**SOURCE TEXT**:

•••

- Coat of arms
- Country: Serbia
- Main center: Stari Ras

= Raška (region) =

Historical region of Serbia

Raška (Рашка; Rascia) is a geographical and historical region of Serbia. Initially a small borderline district between early medieval Serbia and Bulgaria (city/area of Ras), and the Byzantine Empire, it became the center of the Grand Principality of Serbia and of the Serbian Kingdom in the mid-12th century. From that period on, the name of Raška became associated with the state of Serbia, eventually covering the south-western parts of modern Serbia, and historically also including north-eastern parts of modern Montenegro, and some of the most eastern parts of modern Bosnia and Herzegovina, and its southern part covering the modern region of Sandžak. In the modern sense, the Raška region in Serbia is situated in the southwestern modern Serbia (including Stari Vlah, see below).

==Name==

The name is derived from the name of the region's most important fort of Ras, which first appears in the 6th century sources as Arsa, recorded under that name in the work De aedificiis of Byzantine historian Procopius. By the 10th century, the variant Ras became common name for the fort, as attested by the work De Administrando Imperio, written by Constantine Porphyrogenitus, and also by the Byzantine seal of John, governor of Ras (c. 971–976).

At the same time, Ras became the seat of the Eastern Orthodox Eparchy of Ras, centered in the Church of the Holy Apostles Peter and Paul. The name of the eparchy eventually started to denote the entire area under its jurisdiction and later, thus becoming the common regional name.

•••

Source data:
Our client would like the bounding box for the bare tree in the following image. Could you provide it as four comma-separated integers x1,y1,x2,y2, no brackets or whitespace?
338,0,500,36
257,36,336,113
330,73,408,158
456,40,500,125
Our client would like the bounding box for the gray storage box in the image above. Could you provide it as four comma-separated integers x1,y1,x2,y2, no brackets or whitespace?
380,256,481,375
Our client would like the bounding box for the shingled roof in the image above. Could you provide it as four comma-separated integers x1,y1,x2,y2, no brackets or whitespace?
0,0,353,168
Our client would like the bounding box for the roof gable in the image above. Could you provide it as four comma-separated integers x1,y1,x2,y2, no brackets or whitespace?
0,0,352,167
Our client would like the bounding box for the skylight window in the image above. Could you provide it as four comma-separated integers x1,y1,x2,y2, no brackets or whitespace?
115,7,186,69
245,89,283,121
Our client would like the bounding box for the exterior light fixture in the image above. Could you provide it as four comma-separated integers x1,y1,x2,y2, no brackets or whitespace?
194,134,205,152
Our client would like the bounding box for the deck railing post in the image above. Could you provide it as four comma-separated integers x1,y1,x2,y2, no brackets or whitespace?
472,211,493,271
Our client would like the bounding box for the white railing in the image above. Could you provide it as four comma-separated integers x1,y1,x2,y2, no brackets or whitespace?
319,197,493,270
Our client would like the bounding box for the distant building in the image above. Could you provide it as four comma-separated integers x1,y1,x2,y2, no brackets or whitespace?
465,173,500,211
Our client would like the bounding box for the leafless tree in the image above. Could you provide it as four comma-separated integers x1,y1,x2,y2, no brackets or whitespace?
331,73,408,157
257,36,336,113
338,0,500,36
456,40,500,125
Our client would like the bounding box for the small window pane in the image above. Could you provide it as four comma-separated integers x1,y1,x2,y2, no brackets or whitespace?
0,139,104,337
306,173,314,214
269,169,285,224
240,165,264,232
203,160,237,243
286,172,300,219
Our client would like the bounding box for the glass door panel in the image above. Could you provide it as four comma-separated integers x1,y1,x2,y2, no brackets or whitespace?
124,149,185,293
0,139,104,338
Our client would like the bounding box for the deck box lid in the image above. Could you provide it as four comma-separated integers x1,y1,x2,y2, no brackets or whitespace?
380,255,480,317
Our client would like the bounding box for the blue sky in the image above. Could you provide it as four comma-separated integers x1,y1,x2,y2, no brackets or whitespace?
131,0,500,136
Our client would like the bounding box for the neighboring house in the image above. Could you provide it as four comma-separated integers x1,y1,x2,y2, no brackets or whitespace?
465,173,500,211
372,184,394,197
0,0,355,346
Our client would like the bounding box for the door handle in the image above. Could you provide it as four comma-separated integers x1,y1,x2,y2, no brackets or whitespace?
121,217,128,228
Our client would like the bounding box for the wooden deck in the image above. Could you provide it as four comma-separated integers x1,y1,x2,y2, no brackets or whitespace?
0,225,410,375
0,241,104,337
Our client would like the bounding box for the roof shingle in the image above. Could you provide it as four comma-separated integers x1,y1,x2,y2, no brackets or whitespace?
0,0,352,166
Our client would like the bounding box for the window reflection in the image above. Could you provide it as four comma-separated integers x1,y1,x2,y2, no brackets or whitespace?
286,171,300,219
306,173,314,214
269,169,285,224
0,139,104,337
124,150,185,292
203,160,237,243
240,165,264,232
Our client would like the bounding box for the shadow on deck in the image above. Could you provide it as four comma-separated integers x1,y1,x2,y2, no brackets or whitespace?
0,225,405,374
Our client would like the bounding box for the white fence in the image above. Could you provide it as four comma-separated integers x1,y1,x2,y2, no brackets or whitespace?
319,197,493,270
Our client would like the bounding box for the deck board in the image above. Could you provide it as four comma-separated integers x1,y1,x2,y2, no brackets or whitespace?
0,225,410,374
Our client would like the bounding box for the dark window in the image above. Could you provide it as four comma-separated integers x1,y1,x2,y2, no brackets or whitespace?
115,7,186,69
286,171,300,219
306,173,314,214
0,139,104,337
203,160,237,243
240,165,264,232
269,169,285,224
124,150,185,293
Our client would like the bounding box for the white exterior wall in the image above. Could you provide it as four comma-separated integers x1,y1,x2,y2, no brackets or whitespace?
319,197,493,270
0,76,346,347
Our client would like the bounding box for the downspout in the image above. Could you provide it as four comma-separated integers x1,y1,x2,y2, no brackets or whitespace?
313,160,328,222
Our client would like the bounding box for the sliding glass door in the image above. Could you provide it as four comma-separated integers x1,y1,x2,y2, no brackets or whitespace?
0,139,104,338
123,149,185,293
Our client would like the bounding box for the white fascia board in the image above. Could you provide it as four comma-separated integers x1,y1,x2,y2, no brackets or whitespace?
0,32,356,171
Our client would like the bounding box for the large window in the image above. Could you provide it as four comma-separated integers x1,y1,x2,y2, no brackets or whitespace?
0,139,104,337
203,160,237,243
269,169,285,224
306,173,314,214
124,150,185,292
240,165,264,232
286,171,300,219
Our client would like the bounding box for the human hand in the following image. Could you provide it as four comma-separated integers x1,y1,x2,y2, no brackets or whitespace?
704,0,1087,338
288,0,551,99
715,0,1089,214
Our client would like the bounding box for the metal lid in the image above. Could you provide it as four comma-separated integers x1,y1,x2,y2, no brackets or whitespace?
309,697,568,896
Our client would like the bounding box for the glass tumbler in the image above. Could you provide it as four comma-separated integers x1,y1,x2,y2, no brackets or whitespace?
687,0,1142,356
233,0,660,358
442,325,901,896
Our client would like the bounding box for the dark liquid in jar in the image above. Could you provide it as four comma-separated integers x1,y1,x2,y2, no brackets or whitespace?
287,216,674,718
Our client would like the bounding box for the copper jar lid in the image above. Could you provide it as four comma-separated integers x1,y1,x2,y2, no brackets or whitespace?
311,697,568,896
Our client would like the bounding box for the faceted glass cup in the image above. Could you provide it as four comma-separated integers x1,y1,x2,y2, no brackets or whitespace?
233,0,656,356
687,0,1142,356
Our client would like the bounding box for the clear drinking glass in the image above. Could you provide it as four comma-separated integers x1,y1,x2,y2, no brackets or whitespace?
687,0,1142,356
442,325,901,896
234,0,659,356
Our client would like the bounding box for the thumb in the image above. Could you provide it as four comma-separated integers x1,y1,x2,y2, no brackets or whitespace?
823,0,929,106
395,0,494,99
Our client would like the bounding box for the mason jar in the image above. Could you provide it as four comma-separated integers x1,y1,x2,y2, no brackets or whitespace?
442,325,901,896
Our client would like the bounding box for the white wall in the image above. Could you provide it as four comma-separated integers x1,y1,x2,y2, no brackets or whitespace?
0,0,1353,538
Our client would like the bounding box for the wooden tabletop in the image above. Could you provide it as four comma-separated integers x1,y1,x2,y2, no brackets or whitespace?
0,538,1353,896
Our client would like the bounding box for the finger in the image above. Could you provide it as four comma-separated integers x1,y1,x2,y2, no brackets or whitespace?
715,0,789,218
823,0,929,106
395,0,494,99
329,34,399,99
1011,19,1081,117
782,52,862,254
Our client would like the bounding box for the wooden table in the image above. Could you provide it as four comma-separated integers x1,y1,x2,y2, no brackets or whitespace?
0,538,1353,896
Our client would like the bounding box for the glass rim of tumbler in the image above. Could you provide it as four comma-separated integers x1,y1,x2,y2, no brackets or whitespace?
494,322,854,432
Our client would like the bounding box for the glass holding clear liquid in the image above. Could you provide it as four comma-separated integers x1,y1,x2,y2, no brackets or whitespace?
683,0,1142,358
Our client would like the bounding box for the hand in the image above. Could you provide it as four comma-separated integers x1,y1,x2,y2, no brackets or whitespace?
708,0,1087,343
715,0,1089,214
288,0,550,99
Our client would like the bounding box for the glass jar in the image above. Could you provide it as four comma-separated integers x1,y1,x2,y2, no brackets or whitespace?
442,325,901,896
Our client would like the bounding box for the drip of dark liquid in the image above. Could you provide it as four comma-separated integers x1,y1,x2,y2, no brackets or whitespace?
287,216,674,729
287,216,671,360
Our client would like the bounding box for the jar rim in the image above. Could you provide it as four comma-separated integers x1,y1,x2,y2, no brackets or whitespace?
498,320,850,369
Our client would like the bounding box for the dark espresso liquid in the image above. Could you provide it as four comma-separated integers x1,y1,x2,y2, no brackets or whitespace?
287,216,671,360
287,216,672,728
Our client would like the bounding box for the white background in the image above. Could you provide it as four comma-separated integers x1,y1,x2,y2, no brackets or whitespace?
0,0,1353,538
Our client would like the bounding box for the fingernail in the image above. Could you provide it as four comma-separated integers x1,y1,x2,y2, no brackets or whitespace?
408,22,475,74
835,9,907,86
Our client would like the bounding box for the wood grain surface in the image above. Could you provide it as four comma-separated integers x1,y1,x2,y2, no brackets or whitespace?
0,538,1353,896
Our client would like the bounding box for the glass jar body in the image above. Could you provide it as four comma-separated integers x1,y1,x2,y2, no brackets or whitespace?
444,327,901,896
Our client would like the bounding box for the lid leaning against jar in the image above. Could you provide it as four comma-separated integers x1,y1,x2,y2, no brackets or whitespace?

•••

**TASK**: Can you continue the text on the Raška region from the point where it stops? The records are separate material and have nothing to do with the text on the Raška region.

**YOUR RESPONSE**:
===Synonym for Serbian state===
Under Stefan Nemanja (1166–1196), the region was finally conquered by the Serbs and the fortress of Ras was re-generated as the state capital, and as such it became the eponymous name for the Grand Principality of Serbia and mainly the Kingdom of Serbia (1217–1346). The first attested use of the term Raška (Rascia or Rassia) as a designation for the Serbian state was made in a charter issued in Kotor in 1186, mentioning Stefan Nemanja as the ruler of Rascia.

Without any evidence and support in the historical sources, the early historical region of Raška is commonly misidentified and misunderstood as a synonym for Serbian state before the mid-12th century (influenced by the semi-mythical 14th century Chronicle of the Priest of Duklja which anachronistically calls the Principality of Serbia as Raška). The high medieval chronicle also gives the impression that Raška was not considered as the central and capital part of medieval Serbia, but as a separate small domain within Serbia.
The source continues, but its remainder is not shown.